### SCHRIFTLICHE AUFGABEN
(A) Gib die Stelle aus dem Textauszug wörtlich wieder, beginnend mit „Das OLG Frankfurt“ und fortlaufend bis „derzeit unzulässig abweisen.“.
(B) An welchem Datum wurde laut Textauszug das Urteil des Landgerichts Maastricht rechtskräftig?

### TEXTAUSZUG
Das OLG Frankfurt (DE) entscheidet, dass der Antrag der Antragstellerin abzulehnen sei. Art. 33 Abs. 3 EuGVÜ verlange die Vorlage der in Art. 46, 47 EuGVÜ genannten Urkunden. Dazu gehöre auch eine Urkunde, aus der sich ergebe, dass das gegenständliche Urteil dem Antragsgegner zugestellt worden sei, damit diesem die Möglichkeit gegeben werde, freiwillig zu leisten. Lege ein Antragsteller die Urkunden jedoch nicht vor, so könne das Gericht ihm dazu eine Frist bestimmen. Komme er der Aufforderung innerhalb der ihm gesetzten Frist nicht nach, so müsse das Gericht den Antrag, den ausländischen Titel mit der Vollstreckungsklausel zu versehen, als derzeit unzulässig abweisen.
JURE Zusammenfassung, abgedruckt mit freundlicher Genehmigung der Europäischen Kommission
Die Antragstellerin zu 1) und der Antragsgegner haben am 15. 12.1966 in den Niederlanden die Ehe geschlossen, aus der die Antragsteller zu 2) und 3) hervorgegangen sind. In einem Verfahren vor dem Landgericht Maastricht, in dem der Antragsgegner durch den niederländischen Rechtsanwalt... als Verfahrensbevollmächtigten vertreten war, ist durch Urteil vom 5.6.1975 die am 15.12.1966 geschlossene Ehe geschieden worden und der Antragsgegner verurteilt worden, an die Antragsteller zu 2) und 3) monatlich im voraus je 100 hfl und an die Antragstellerin zu 1) ab Eintragung des Urteils im Standesregister monatlich im voraus 300 hfl Unterhalt zu zahlen. Dieses Urteil ist am 6.9.1975 rechtskräftig geworden und am 17.9.1975 vom Standesamt der Stadt Maastricht im Standesregister eingetragen worden. Eine Zustellung des Urteils an den Antragsgegner selbst oder an seinen niederländischen Rechtsanwalt... ist nach dem eigenen Vortrag der Antragsteller nicht erfolgt.

### DATENSATZINHALT
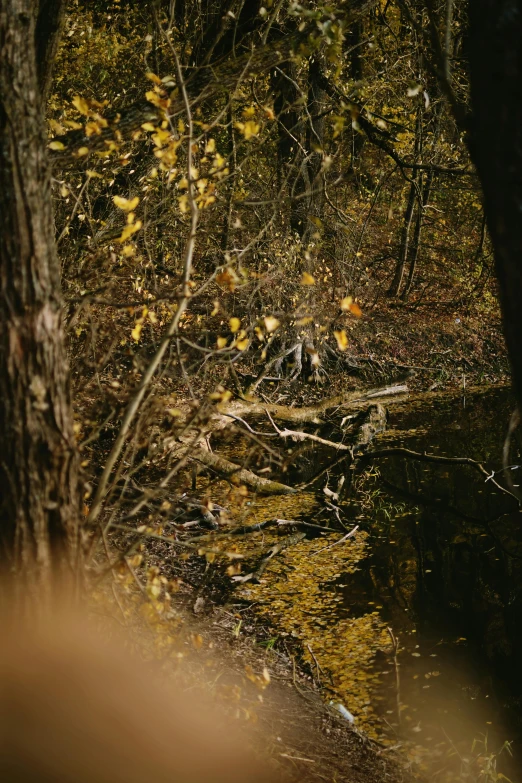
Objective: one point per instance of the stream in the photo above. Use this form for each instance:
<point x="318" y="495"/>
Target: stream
<point x="417" y="621"/>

### LÖSUNGEN
(A)
Das OLG Frankfurt (DE) entscheidet, dass der Antrag der Antragstellerin abzulehnen sei. Art. 33 Abs. 3 EuGVÜ verlange die Vorlage der in Art. 46, 47 EuGVÜ genannten Urkunden. Dazu gehöre auch eine Urkunde, aus der sich ergebe, dass das gegenständliche Urteil dem Antragsgegner zugestellt worden sei, damit diesem die Möglichkeit gegeben werde, freiwillig zu leisten. Lege ein Antragsteller die Urkunden jedoch nicht vor, so könne das Gericht ihm dazu eine Frist bestimmen. Komme er der Aufforderung innerhalb der ihm gesetzten Frist nicht nach, so müsse das Gericht den Antrag, den ausländischen Titel mit der Vollstreckungsklausel zu versehen, als derzeit unzulässig abweisen.

(B) Am 6.9.1975.